#### PAGE EXTRACT
%%

[3290] in Release_7.7_team

home help back first fref pref prev next nref lref last post

Re: Athena Disconnected Operation White Paper Draft 2.

daemon@ATHENA.MIT.EDU (Derek Atkins)
Fri May 24 18:37:56 2002

To: Bill Cattey <wdc@MIT.EDU>
Cc: source-developers@MIT.EDU, release-team@MIT.EDU
From: Derek Atkins <warlord@MIT.EDU>
Date: 24 May 2002 18:37:53 -0400
In-Reply-To: <1022277980.1310.80.camel@tokata.mit.edu>
Message-ID: <sjmsn4hjhoe.fsf@kikki.mit.edu>
MIME-Version: 1.0
Content-Type: multipart/mixed; boundary="=-=-="

--=-=-=

Speaking of which, here is my proposal.  The proposal still has
a bunch of questions, and is still limited in scope.  But I'd
like to hear feedback on the architecture and discussion on the
key open issues.

Thanks,

-derek


--=-=-=
Content-Disposition: attachment; filename=Disconnected.txt
Content-Description: Disconnected Operations Draft Proposal


Ideas on disconnected operations

Derek Atkins
2002-05-21
2002-05-24 (v1.2)

%%

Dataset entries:
%%

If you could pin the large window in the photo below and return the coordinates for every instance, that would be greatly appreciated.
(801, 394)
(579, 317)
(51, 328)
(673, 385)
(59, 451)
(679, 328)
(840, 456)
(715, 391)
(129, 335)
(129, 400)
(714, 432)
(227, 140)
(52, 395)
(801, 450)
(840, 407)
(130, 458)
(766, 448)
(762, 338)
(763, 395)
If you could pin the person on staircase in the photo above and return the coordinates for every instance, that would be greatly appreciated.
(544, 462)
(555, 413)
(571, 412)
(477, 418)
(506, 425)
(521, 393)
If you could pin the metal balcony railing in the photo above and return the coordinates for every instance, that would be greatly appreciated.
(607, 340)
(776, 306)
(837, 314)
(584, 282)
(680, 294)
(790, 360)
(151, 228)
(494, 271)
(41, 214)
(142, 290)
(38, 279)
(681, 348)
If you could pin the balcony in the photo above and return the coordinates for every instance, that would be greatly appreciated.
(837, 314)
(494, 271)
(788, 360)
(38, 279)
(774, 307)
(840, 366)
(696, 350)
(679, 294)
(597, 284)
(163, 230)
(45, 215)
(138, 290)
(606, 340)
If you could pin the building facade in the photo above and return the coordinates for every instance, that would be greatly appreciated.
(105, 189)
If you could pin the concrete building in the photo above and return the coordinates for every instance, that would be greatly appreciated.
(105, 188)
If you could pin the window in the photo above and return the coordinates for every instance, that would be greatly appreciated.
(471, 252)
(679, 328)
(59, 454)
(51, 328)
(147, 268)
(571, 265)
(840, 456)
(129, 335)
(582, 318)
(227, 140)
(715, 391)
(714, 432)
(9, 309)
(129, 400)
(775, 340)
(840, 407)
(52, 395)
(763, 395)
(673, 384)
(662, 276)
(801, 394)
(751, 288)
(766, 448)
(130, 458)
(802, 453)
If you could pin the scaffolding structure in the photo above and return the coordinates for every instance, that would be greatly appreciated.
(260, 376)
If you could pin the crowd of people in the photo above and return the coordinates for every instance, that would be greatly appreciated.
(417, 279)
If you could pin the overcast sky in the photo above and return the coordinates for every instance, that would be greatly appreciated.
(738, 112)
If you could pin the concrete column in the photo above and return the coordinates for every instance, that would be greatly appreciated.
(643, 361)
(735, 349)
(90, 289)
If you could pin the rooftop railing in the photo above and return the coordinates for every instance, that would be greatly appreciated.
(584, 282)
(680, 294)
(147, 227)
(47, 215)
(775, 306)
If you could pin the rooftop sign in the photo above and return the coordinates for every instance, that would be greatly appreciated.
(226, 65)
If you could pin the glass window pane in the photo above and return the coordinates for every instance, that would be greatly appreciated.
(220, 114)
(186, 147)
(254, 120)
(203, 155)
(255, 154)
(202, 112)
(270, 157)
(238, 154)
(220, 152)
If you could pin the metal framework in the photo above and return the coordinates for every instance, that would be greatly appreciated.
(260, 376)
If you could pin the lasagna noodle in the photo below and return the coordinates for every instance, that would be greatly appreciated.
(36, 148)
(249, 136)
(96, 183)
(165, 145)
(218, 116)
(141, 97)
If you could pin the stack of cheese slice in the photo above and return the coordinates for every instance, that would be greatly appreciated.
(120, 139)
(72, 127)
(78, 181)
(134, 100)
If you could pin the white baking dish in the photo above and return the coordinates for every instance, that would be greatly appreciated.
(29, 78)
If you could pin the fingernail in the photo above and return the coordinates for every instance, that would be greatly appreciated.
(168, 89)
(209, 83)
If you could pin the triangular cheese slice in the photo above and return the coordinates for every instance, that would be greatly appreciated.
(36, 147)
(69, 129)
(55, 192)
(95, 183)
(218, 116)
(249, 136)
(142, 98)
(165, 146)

%%

#### WORK TO DO
Answer these questions about the email on disconnected operation:
(a) Who is named in the "To:" line?
(b) What filename does the attachment carry?
(c) What version label appears beside the date 2002-05-24?
The records have no connection to the email.

#### WRITTEN RESPONSE
(a) Bill Cattey <wdc@MIT.EDU>
(b) Disconnected.txt
(c) v1.2